**Stored records**
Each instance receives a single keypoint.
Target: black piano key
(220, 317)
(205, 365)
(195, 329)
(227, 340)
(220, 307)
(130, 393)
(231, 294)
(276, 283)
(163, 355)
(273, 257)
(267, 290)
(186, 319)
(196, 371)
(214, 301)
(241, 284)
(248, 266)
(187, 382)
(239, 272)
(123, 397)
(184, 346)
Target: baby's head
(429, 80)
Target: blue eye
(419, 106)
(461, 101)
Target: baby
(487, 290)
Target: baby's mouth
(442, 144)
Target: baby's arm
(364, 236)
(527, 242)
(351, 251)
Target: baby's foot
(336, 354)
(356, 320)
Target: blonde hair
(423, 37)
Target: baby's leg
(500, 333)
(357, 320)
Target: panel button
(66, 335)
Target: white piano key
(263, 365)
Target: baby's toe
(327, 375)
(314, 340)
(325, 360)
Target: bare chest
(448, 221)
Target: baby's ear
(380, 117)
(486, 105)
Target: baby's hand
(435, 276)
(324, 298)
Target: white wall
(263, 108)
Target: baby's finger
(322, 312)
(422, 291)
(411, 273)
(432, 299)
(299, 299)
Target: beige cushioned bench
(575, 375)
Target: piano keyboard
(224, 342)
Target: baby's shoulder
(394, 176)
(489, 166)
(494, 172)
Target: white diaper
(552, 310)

...

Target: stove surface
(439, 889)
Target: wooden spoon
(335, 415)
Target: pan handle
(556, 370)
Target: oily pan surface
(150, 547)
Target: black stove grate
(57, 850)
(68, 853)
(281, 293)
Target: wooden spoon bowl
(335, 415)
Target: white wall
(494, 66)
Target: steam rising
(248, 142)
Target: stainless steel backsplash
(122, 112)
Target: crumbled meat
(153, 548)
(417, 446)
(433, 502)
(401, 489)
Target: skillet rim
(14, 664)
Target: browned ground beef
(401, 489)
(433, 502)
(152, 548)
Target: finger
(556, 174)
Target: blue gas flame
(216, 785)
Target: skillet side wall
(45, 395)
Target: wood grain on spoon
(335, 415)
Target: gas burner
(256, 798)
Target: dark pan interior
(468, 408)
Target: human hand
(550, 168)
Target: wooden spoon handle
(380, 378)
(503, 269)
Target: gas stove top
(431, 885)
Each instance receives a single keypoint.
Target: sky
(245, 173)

**Requirement**
Tally the lines of the records above that contain the string "piano", with case counting, and reply with the number alone.

**Worked answer**
3